• _Text segment_

(begin)

# Non-plant eating snails?



## flynngriff (Jan 19, 2005)

Anybody know of a variety of snail that won't eat live plants? I'm setting up a betta tank and I want to plant it, but it won't be large enough for any other type of algae eater.

Thanks!


----------



## Fishfirst (Jan 24, 2005)

Some common ramshorn snails won't eat healthy plants. But will often feed on dying or struggling ones.


----------



## DJ (Feb 20, 2005)

you could just get apple snails,,, "Prefers dead and rotting plants and artificial foods like fish food; doesn't eat healthy plants unless no other food is available. This makes the Pomacea bridgesii snail a good choice for planted aquaria." - www.applesnail.net -


----------



## DJ (Feb 20, 2005)

at walmart- golden mysteries


----------



## shev (Jan 18, 2005)

Malaysian trumpet snails.


----------



## Damon (Jan 18, 2005)

All good choices and all are effective. Note than the mystery snail is in the same family as the apple snail. Some think they are the same. MTS are heavy breeders and can overrun a tank in a week or 2 unless kept in check.


----------



## flynngriff (Jan 19, 2005)

Thanks everybody!

(end)

• _Items_
(begin)

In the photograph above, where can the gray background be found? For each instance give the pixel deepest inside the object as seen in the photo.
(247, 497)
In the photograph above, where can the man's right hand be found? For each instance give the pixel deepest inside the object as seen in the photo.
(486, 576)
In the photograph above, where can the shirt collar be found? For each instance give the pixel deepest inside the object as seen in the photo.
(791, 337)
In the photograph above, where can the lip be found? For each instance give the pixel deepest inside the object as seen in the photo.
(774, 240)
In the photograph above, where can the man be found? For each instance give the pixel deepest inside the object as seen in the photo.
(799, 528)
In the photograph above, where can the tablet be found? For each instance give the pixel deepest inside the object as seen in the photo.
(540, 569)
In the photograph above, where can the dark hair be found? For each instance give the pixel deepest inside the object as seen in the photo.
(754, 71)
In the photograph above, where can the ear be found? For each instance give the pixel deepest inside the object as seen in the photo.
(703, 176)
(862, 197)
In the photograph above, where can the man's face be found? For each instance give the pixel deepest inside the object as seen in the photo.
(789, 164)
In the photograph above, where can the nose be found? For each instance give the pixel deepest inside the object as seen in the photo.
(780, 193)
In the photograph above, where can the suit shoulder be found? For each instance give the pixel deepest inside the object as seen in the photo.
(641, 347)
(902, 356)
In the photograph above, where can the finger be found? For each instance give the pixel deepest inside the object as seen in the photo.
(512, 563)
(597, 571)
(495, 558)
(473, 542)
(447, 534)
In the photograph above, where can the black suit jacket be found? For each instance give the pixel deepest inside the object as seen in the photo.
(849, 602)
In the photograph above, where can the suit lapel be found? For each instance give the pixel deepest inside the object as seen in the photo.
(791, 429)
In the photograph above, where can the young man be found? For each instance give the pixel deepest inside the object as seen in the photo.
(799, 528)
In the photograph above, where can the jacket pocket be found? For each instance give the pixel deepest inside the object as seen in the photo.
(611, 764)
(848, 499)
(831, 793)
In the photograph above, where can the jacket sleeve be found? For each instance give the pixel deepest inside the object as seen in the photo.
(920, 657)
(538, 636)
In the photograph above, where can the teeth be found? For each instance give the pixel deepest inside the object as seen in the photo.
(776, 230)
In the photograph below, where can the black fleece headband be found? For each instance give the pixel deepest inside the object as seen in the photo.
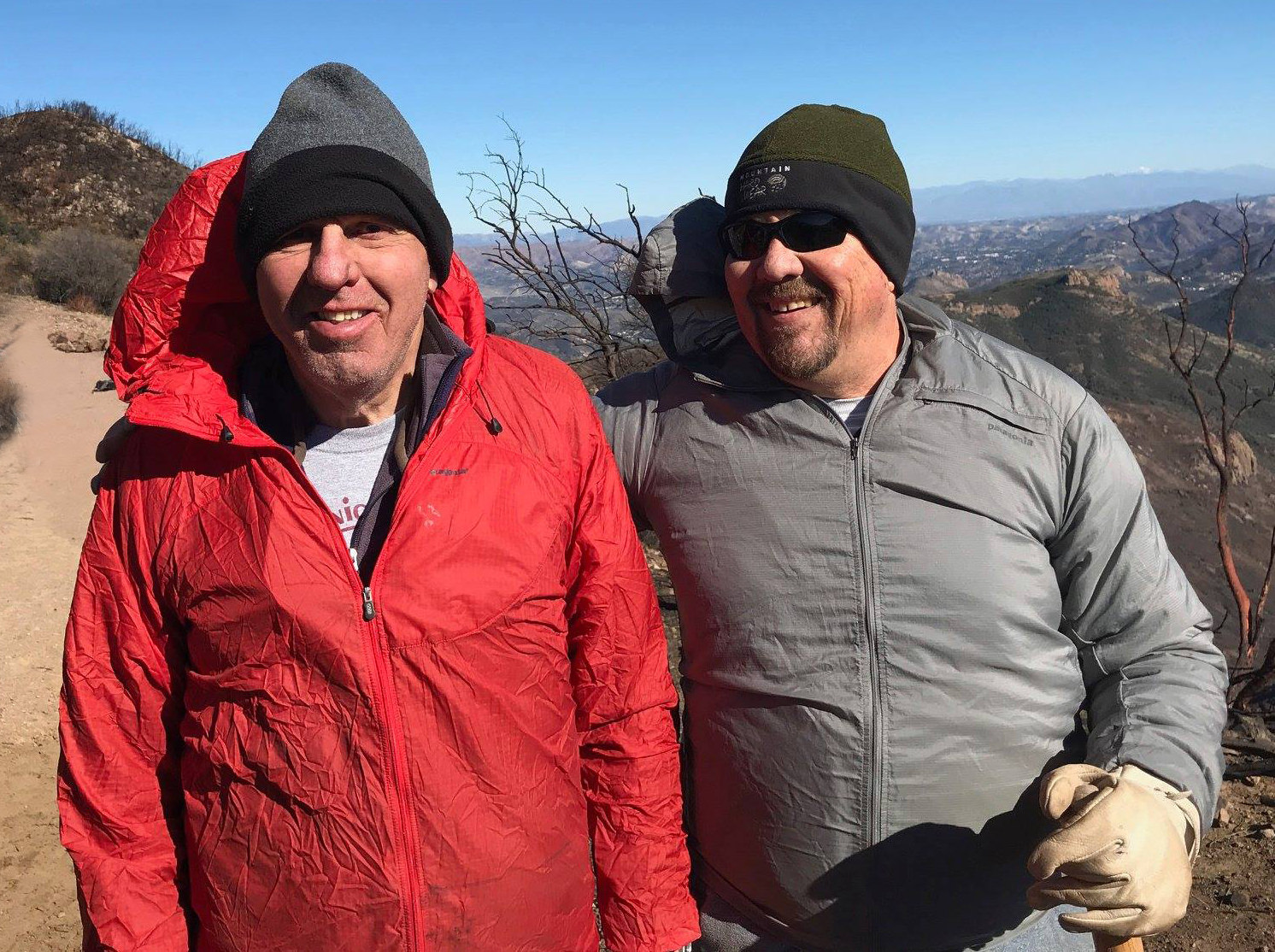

(end)

• _Required tasks_
1. Summarize the thread on non-plant-eating snails in two sentences.
2. Resume the thread on non-plant-eating snails after its final post.
The lines have no connection to the thread on non-plant-eating snails.

• _Responses to the tasks_
1. A forum member setting up a planted betta tank asks for a snail variety that will not eat live plants. Replies suggest ramshorn snails, which may feed on dying or struggling plants, as well as apple snails (Pomacea bridgesii), golden mystery snails from Walmart and Malaysian trumpet snails; one reply notes that the mystery snail is in the same family as the apple snail and that Malaysian trumpet snails breed heavily and can overrun a tank unless kept in check.

2.
----------



## MyraVan (Jan 19, 2005)

P. bridgesii (non-plant-eating apple snails) are quite cool, but are not the best at eating algae. For that you want a nerite snail, see the bottom of this page:
http://www.applesnail.net/content/snails_various.php
I have a little tank with one P. bridgesii and one nerite. The applle snail prefers to eat fish food, but the nerite spends all his time roaming the glass with his teeth going. So the nerite wins for algae control, but the apple snail is much more interesting to watch, as he comes a good way out of his shell, and waves his long antennae around. The nerite stays pretty much under his shell.

Warning, though, some bettas will try to eat snails. It depends on the personality of the fish.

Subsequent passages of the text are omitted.